• Supplied passage:
- Conference: Southeastern Conference
- Record: 10–21 (3–15 SEC)
- Head coach: Kim Anderson (2nd season);
- Assistant coaches: Corey Tate (1st year); Brad Loos (2nd year); Rob Fulford (2nd year);
- Home arena: Mizzou Arena

= 2015–16 Missouri Tigers men's basketball team =

American college basketball season

The 2015–16 Missouri Tigers men's basketball team represented the University of Missouri in the 2015–16 NCAA Division I men's basketball season. Their head coach was Kim Anderson, who was in his second year as the head coach at Missouri. The team played its home games at Mizzou Arena in Columbia, Missouri, and played its fourth season in the Southeastern Conference. They finished the season 10–21, 3–15 in SEC play to finish in last place. Due to a self-imposed postseason ban, Missouri did not participate in the SEC tournament.

== Previous season ==
The Tigers finished the 2014–15 season 9–23, 3–15 in SEC play to finish in last place in conference. They lost in the first round of the SEC tournament to South Carolina.

==Season==
Missouri was coming off a disappointing 2014-15 season that saw the Tigers end the year 9–23, 3–15 in SEC play, to finish in last place. They lost in the first round of the SEC tournament to South Carolina.

On January 13, 2016, Missouri announced that it was self-imposing a ban from postseason play in 2016 due to violations committed under the previous head coach, Frank Haith. Missouri vacated all wins from the 2013–14 season, and would lose one of its men's basketball scholarships in 2015–16 and another no later than the 2017–18 season.

On February 16, 2016, Missouri announced that junior guard Wes Clark was "no longer a member of the men's basketball program," just minutes before their game against South Carolina.

• Given data:
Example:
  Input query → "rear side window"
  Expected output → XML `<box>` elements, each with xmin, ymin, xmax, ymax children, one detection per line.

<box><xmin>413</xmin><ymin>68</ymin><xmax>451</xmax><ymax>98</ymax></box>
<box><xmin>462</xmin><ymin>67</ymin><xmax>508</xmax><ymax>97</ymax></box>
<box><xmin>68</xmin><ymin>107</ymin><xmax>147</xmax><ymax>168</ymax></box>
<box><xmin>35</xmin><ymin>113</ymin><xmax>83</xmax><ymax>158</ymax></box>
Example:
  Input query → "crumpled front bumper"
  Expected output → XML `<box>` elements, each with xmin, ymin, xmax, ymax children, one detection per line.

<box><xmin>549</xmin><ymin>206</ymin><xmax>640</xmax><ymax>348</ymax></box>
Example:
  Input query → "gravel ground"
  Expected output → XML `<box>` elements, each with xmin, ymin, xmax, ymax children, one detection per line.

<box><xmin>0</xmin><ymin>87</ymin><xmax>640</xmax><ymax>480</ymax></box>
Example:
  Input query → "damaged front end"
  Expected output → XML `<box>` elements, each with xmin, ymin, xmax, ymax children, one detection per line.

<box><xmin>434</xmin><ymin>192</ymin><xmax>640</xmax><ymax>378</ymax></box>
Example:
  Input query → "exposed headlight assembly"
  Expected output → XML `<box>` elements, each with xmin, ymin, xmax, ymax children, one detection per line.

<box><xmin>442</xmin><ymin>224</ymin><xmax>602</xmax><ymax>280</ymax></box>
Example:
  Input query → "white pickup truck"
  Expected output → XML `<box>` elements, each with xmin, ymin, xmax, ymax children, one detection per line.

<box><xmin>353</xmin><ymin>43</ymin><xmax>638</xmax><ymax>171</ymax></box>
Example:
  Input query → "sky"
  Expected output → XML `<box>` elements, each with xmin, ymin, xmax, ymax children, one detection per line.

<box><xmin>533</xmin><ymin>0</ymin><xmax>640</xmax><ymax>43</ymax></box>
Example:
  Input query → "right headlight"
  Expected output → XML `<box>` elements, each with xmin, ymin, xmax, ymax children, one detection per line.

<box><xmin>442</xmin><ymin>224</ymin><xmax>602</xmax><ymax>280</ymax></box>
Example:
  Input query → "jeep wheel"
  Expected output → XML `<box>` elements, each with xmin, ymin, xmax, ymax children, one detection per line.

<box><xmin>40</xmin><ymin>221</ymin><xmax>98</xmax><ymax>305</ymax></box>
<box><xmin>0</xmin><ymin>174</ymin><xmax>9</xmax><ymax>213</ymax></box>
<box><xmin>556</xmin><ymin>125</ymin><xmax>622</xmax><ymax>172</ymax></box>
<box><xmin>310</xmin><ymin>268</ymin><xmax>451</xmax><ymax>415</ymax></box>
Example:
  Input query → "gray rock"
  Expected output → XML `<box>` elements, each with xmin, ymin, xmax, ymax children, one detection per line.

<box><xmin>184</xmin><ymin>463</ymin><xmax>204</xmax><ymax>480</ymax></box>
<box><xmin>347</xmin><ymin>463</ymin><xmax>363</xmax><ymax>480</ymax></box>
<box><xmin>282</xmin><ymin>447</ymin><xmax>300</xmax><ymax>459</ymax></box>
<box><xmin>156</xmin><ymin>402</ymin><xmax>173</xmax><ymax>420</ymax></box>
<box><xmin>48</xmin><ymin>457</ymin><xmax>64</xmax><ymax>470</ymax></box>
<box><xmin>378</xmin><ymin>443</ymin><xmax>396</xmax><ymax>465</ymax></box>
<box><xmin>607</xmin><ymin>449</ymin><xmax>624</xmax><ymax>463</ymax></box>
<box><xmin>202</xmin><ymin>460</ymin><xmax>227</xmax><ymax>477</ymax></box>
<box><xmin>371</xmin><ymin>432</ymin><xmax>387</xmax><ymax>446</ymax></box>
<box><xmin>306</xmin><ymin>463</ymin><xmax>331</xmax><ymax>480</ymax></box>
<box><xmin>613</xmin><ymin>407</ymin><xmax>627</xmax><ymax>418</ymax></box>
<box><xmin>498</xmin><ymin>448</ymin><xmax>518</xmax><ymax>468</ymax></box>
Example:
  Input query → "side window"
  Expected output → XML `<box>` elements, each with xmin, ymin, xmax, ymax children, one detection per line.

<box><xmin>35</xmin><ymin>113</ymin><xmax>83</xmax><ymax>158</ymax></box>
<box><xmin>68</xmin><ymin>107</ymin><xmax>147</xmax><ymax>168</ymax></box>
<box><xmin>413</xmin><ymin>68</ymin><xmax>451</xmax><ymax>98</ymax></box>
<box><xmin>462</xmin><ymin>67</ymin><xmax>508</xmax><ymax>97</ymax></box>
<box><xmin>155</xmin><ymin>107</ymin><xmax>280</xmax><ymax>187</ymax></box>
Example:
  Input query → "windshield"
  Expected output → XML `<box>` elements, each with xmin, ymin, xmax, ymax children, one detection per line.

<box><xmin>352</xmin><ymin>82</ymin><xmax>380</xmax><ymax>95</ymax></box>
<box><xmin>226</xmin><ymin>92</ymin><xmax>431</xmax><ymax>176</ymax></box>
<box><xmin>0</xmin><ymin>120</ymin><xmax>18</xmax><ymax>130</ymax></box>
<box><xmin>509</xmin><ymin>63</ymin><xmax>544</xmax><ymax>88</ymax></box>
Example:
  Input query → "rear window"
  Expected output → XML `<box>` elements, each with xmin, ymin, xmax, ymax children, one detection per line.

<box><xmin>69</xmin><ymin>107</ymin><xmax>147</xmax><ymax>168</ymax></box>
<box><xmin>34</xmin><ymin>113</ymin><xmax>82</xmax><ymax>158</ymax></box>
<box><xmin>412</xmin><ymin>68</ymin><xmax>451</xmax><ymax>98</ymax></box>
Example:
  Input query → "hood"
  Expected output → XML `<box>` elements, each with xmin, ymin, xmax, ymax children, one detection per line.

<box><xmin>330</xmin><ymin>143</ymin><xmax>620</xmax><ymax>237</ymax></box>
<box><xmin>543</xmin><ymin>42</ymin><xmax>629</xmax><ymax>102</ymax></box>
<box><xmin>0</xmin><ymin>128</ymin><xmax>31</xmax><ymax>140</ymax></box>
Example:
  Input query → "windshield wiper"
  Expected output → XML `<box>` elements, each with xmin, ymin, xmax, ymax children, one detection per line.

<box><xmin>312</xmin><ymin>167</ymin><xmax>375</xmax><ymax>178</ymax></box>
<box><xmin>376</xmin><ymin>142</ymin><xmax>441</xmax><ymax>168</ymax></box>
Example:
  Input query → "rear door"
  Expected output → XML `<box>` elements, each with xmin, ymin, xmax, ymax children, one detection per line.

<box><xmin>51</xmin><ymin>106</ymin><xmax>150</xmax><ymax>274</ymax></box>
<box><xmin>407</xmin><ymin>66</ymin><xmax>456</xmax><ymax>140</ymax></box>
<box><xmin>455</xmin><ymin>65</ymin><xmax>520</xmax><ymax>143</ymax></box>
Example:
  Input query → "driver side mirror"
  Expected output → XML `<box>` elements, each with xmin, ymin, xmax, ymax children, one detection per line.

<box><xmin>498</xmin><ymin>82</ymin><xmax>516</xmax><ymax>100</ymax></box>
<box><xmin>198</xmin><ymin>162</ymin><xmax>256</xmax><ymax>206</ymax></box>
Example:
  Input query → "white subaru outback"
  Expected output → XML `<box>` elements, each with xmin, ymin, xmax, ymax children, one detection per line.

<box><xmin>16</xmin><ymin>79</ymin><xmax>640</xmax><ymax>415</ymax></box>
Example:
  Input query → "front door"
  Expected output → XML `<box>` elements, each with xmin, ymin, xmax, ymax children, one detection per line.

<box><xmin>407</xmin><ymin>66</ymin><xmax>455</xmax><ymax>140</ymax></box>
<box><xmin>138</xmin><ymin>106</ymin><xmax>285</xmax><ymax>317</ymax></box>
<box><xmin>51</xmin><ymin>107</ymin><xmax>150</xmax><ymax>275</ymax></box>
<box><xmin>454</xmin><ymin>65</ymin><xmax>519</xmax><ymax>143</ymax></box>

--

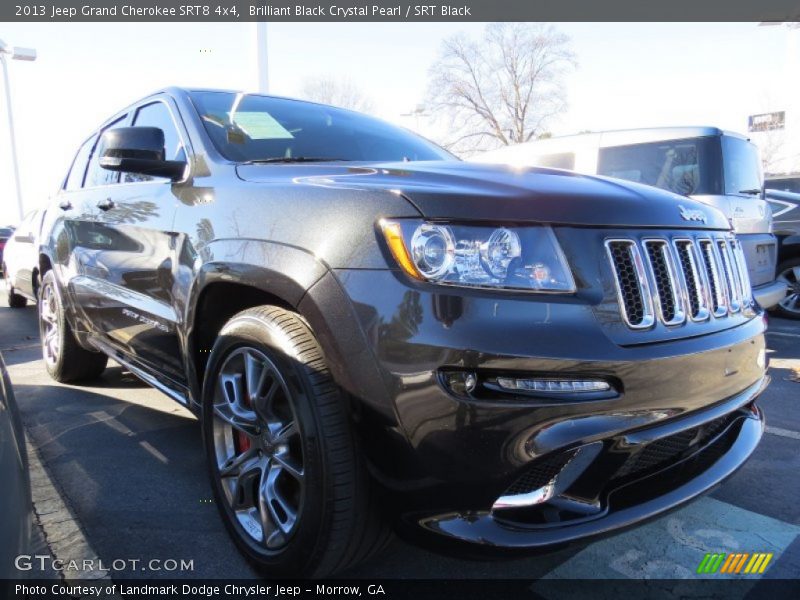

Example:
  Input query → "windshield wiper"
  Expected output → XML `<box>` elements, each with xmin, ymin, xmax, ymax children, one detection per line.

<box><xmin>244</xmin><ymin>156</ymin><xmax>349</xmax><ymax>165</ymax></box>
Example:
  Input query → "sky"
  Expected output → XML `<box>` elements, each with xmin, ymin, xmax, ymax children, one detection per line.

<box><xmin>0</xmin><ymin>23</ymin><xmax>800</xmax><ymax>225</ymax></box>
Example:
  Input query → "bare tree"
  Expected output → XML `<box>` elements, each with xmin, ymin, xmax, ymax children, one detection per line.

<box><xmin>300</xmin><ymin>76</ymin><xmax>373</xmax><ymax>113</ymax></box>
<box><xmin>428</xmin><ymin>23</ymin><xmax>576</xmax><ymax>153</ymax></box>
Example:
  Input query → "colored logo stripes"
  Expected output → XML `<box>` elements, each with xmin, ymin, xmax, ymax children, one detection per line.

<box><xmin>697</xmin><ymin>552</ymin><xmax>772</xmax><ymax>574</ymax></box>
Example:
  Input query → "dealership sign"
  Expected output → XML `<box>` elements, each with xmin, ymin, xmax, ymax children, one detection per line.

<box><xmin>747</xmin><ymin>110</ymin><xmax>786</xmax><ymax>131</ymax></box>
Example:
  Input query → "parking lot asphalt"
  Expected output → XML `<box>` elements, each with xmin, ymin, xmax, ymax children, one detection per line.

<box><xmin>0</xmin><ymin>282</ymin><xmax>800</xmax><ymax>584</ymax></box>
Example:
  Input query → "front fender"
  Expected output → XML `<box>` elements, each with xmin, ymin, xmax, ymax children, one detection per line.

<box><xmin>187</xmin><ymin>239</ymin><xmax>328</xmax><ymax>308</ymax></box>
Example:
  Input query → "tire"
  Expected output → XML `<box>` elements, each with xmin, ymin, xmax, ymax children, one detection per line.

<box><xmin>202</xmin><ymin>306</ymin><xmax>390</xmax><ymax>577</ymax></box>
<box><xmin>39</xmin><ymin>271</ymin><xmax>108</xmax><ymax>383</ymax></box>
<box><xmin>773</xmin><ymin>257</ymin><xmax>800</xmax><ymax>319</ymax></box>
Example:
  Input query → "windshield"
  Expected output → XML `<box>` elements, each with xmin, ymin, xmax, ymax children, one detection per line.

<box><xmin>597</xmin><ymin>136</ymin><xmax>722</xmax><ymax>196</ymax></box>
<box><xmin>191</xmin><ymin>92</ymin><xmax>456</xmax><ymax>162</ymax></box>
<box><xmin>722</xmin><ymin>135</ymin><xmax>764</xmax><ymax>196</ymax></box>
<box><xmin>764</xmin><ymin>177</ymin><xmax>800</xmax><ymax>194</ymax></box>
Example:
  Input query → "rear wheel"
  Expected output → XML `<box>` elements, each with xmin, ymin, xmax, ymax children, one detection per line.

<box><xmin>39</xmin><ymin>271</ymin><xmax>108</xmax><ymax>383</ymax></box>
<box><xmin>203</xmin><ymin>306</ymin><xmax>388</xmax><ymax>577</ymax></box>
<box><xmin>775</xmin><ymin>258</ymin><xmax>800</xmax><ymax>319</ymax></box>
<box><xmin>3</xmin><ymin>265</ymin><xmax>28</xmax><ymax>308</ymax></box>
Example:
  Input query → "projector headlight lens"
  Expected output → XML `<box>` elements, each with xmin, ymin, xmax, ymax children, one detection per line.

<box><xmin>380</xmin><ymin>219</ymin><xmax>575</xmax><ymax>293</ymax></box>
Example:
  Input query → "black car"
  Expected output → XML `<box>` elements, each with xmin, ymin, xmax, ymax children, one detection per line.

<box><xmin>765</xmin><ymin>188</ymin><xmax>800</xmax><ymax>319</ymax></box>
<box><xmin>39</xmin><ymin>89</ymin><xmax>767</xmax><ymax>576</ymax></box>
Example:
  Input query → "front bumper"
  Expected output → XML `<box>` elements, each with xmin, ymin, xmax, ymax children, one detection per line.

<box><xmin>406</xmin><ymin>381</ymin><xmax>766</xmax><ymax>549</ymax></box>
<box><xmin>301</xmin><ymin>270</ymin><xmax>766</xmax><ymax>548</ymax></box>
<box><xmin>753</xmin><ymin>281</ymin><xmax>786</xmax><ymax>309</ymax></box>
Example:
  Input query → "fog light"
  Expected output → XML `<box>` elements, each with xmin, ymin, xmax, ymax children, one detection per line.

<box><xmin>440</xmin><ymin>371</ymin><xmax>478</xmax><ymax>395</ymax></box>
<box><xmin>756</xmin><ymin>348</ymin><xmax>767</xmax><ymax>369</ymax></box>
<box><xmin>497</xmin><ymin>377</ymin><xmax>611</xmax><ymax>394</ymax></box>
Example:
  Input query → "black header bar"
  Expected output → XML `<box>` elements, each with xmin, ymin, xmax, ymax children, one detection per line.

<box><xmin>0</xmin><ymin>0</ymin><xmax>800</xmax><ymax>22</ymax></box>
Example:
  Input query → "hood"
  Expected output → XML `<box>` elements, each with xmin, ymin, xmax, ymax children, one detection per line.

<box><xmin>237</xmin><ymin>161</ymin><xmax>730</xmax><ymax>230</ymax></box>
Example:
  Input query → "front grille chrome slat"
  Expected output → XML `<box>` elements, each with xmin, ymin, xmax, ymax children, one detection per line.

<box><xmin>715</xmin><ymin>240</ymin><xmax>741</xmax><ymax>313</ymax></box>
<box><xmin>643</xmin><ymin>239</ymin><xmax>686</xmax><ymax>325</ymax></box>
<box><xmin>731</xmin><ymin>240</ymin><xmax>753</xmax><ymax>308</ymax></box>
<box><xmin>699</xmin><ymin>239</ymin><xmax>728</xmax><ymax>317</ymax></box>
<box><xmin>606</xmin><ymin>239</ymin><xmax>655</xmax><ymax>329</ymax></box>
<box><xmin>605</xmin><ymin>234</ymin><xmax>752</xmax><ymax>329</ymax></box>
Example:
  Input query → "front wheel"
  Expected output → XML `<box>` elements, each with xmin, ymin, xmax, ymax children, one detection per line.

• What you will do:
a) Translate this sentence from the passage on the 2015–16 Missouri Tigers men's basketball team into Spanish: "Their head coach was Kim Anderson, who was in his second year as the head coach at Missouri."
b) Pick up the passage on the 2015–16 Missouri Tigers men's basketball team after its final sentence and keep writing.

• Outputs:
a) Su entrenador principal era Kim Anderson, quien cursaba su segundo año como entrenador principal en Missouri.

b)
===Departures===

| Name | Number | Pos. | Height | Weight | Year | Hometown | Reason for departure |
|---|---|---|---|---|---|---|---|
| Deuce Bello | 2 | Guard | 6'4" | 177 | RS Jr. | Greensboro, North Carolina | Transferred to East Tennessee State |
| Johnathan Williams | 3 | Forward | 6'9" | 208 | So. | Memphis, Tennessee | Transferred to Gonzaga |
| Keith Shamburger | 14 | Guard | 5'11" | 170 | RS Sr. | Gardena, California | Graduated |
| Montaque Gill-Caesar | 13 | Guard | 6'6" | 215 | Fr | Vaughan, Ontario, Canada | Transferred to San Diego State University |
| Keanau Post | 45 | Forward | 6'11" | 268 | Sr. | Victoria, British Columbia, Canada | Graduated |

==Schedule and results==

College recruiting (2015)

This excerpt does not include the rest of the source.